EXERCISE TEXT —
+++++

The first known written reference to him as a seer comes in 1769 in Thomas Pennant’s A Tour in Scotland: “Every country has its prophets… and the Highlands their Kenneth Odhar.”
The only historical reference so far uncovered exists in the form of two Commissions of Justice, ordering the Ross-shire authorities to prosecute a certain Keanoch Owir for witchcraft. Parliamentary records from 1577 show that two writs were issued for the arrest of the “principal enchanter”. This Coinneach was reputedly a gypsy who supplied poison to Catherine Ross, the wife of Munro of Foulis, who was accused of wishing to remove the rivals to her sons’ inheritance. She had already recruited some 26 witches who had failed. The authorities were called and records show that while many of the witches were caught and burnt, what happened to Coinneach remains a mystery. If he was caught it is likely that he too would have been burnt, which perhaps reflects the legend that he was burnt in a spiked barrel of tar. There is a stone slab by the lighthouse at Chanonry Point, near Fortrose, that is said to mark the spot where he died. The inscription reads:
“This stone commemorates the legend of Coinneach Odhar better known as the BRAHAN SEER – Many of his prophecies were fulfilled and tradition holds that his untimely death by burning in tar followed his final prophecy of the doom of the House of Seaforth.”

Brahan Seer memorial at Chanonry Point
This reference places him 100 years before the traditional tales (and the time of the 3rd Earl of Seaforth) so cannot be attributed to the same man. This is the first of many mysteries surrounding the Brahan Seer. Of his many predictions handed down by word of mouth, some remain unfulfilled, others doubtfully or partly so. But some are believed to have come to pass wholly and convincingly.
Loch Ussie
Legend has it that the Brahan Seer lived near Loch Ussie; where he was apprehended. Before being taken to Fortrose on the Black Isle to be tried for witchcraft, he threw his oracle stone into the loch and said it would one day be found in the belly of a fish. So far as is known it has not yet turned up.

Loch Ussie
The Highland Clearances
“The day will come when the jaw-bone of the big sheep … will put the plough on the rafters; when sheep shall become so numerous that the bleating of the one shall be heard by the other from Conchra in Lochalsh to Bun-da-Loch in Kintail … they shall be at their height in price, and henceforth will go back and deteriorate, until they disappear altogether, and be so thoroughly forgotten that a man finding the jaw-bone of a sheep in a cairn, will not recognise it or be able to tell what animal it belonged to.” He went on to describe that people would mass-emigrate from the country and that sheep would once again rule the land until the native peoples’ eventual return. “People will flee from their native country before an army of sheep” and “The sheep shall eat the men”.
During the Highland Clearances, between 1750 and 1860 families were driven from the Highlands by the landowners and the land they farmed was given over to the grazing of sheep.
The same prediction of the Highland Clearances, in which tenants were replaced by their landlords with sheep was also said to have been foretold by the Isla Seer and when he prophesied that “The time is coming when the sheep’s tooth will take the coulter out of the ground in Isla” and by the 13th century Lowland seer and purveyor of folktales, called Thomas the Rhymer, who said: “The teeth of sheep shall lay the plough on the shelf”.

+++++

RECORDS —
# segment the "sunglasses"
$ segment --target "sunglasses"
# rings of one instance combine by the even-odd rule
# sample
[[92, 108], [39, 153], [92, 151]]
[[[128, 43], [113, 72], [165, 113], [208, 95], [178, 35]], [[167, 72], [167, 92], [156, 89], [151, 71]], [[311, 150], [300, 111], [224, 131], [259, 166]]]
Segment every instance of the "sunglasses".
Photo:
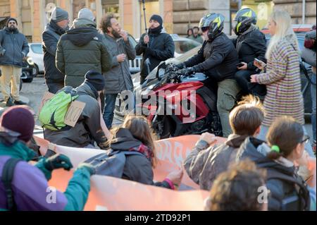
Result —
[[309, 136], [304, 135], [303, 140], [301, 141], [301, 144], [302, 143], [307, 144], [309, 142], [309, 139], [310, 139]]

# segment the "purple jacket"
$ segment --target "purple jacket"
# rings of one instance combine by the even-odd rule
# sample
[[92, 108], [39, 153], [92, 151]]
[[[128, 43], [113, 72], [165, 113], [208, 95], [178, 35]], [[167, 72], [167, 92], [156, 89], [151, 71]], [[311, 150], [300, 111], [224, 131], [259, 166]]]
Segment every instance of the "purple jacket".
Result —
[[[0, 156], [0, 181], [2, 169], [9, 156]], [[68, 203], [66, 195], [56, 192], [56, 203], [51, 190], [48, 189], [47, 180], [42, 171], [26, 162], [19, 162], [15, 166], [12, 189], [17, 209], [20, 210], [64, 210]], [[49, 202], [46, 202], [46, 197]], [[0, 210], [6, 208], [6, 194], [0, 181]]]

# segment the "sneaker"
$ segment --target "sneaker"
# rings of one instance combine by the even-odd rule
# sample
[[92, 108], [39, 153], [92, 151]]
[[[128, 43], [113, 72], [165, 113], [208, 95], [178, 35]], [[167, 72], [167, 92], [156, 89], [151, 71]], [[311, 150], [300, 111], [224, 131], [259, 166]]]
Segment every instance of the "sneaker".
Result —
[[14, 106], [14, 103], [12, 101], [12, 99], [11, 97], [9, 97], [8, 99], [8, 100], [6, 100], [6, 107], [13, 107], [13, 106]]
[[14, 101], [14, 104], [16, 104], [16, 105], [21, 105], [21, 104], [26, 104], [26, 102], [22, 102], [22, 101], [17, 101], [17, 100], [15, 100], [15, 101]]

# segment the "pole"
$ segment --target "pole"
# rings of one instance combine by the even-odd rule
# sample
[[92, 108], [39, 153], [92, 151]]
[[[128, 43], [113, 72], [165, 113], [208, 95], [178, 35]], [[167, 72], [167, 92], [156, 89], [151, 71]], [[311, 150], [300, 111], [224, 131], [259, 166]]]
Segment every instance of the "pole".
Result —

+++++

REQUIRED WORK —
Reproduce the passage of the Brahan Seer text above from "During the Highland" up to and including "grazing of sheep.".

SOLVED EXERCISE —
During the Highland Clearances, between 1750 and 1860 families were driven from the Highlands by the landowners and the land they farmed was given over to the grazing of sheep.